Short task: Exact copies are required of the lines from the line containing "# point at: orange jacket" through the final line of the listing, both included, and of no other lines.

(A block of data)

########################################

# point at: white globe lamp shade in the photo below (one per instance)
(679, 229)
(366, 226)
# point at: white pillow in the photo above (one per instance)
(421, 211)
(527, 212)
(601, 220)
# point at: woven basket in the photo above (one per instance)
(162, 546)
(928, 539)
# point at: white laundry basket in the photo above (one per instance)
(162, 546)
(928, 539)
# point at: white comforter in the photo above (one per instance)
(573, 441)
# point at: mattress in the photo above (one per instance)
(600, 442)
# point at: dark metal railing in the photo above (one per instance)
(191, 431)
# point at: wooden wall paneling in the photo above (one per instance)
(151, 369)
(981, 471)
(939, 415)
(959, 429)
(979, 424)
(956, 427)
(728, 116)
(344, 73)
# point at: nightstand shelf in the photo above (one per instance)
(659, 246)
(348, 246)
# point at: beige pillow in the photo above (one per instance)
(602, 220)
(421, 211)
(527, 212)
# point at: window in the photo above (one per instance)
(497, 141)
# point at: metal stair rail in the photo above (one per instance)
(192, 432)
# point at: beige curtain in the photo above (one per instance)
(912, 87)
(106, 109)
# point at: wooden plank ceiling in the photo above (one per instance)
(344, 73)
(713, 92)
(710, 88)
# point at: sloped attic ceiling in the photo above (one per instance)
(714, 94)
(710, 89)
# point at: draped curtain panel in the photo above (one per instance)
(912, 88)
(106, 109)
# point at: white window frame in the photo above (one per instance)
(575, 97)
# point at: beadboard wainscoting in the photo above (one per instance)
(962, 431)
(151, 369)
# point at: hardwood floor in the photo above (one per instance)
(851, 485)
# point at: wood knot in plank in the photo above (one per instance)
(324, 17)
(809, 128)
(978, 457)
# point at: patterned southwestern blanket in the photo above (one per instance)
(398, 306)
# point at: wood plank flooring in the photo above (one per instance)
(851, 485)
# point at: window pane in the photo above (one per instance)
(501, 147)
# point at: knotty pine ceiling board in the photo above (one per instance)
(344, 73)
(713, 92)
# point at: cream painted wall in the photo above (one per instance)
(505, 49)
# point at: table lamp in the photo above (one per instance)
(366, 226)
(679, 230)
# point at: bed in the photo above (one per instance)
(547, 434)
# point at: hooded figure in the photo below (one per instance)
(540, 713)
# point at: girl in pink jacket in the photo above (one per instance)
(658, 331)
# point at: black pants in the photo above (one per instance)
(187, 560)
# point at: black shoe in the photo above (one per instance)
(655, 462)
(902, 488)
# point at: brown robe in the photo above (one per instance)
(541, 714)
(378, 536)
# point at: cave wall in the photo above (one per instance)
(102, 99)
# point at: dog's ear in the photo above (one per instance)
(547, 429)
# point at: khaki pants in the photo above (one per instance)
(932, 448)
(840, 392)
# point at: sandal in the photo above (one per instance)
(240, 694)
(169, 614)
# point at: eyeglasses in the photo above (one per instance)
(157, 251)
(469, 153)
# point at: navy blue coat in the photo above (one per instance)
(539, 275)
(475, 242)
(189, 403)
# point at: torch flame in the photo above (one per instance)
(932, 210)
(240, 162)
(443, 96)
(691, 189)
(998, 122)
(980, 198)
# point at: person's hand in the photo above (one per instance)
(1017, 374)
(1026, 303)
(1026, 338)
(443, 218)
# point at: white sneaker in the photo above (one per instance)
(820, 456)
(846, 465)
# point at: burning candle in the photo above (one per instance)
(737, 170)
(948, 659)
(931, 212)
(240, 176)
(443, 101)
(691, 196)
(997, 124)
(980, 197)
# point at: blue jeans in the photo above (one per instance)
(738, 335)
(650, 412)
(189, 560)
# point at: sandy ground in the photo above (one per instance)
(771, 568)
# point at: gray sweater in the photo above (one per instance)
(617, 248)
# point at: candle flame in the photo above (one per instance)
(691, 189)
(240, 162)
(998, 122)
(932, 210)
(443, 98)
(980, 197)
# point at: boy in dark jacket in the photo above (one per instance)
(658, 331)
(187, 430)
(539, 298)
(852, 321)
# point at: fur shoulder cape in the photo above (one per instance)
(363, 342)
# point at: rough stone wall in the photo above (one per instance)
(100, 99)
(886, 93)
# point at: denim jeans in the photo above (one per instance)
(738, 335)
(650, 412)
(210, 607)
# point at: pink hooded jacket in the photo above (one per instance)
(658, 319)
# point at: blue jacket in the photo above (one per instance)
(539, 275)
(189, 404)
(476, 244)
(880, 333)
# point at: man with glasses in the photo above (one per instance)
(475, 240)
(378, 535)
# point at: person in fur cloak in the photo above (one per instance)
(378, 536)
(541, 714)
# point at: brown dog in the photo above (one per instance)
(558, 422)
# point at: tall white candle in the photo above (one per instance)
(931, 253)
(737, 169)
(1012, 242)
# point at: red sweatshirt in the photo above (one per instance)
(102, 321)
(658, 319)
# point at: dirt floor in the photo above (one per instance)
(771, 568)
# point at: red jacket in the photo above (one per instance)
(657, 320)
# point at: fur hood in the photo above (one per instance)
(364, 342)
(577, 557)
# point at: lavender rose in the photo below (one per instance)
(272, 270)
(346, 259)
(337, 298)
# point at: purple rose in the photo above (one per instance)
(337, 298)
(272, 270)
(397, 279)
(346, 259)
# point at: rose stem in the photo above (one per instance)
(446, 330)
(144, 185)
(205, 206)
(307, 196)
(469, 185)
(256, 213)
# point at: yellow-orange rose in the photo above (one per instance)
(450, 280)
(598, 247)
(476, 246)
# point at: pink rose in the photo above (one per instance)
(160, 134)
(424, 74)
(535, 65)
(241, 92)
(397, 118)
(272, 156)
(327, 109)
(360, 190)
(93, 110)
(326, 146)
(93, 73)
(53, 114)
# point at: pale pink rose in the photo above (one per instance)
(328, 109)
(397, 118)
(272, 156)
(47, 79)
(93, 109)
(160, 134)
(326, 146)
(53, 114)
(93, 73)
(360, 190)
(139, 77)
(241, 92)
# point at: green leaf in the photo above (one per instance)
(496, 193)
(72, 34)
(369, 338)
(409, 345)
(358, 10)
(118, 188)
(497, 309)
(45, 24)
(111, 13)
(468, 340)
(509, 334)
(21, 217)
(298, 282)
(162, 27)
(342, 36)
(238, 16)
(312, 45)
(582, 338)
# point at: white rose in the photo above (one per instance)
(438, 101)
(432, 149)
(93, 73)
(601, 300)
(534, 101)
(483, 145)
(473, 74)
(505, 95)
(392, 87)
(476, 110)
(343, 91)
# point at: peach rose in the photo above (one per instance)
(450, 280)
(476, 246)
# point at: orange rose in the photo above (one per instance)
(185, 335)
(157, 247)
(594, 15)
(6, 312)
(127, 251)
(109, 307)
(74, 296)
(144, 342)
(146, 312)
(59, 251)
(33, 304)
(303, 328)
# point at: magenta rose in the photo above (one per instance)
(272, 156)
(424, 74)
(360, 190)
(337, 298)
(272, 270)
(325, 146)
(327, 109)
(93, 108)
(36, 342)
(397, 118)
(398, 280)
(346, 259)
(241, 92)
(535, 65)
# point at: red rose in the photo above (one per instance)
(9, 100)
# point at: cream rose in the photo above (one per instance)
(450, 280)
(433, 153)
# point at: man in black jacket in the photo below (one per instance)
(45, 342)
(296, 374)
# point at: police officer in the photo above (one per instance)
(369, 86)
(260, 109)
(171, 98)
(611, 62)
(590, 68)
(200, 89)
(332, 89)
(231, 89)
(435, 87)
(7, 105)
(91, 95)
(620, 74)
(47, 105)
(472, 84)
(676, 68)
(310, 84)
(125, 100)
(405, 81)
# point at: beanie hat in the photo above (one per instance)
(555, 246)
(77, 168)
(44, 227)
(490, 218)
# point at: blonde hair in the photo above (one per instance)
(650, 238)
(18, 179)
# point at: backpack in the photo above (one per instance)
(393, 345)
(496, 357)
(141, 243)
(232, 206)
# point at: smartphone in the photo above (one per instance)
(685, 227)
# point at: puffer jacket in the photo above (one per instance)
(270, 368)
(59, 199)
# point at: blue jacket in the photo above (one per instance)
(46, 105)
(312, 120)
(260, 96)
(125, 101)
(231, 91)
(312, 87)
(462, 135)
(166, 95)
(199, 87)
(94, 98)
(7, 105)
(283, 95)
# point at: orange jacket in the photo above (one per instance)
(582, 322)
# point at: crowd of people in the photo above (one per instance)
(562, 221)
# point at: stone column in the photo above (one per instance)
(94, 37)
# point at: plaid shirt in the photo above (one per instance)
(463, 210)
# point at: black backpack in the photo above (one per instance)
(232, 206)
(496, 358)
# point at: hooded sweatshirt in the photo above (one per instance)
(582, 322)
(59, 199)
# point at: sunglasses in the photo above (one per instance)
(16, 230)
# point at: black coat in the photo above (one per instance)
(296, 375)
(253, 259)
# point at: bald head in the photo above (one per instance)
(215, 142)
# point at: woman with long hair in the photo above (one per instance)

########################################

Output:
# point at: orange jacket in the photo above (one per instance)
(582, 322)
# point at: crowd of people in the photo above (one per instance)
(562, 221)
# point at: stone column in the photo above (one per instance)
(94, 37)
# point at: plaid shirt in the photo above (one per instance)
(463, 210)
# point at: black backpack in the photo above (one per instance)
(232, 206)
(496, 358)
# point at: hooded sweatshirt in the photo above (one per instance)
(582, 322)
(59, 199)
# point at: sunglasses in the photo above (one per instance)
(16, 230)
# point at: black coat in the photo above (one per instance)
(296, 375)
(253, 259)
# point at: bald head in the photo above (one per instance)
(215, 142)
# point at: woman with long hair in the photo above (one per instance)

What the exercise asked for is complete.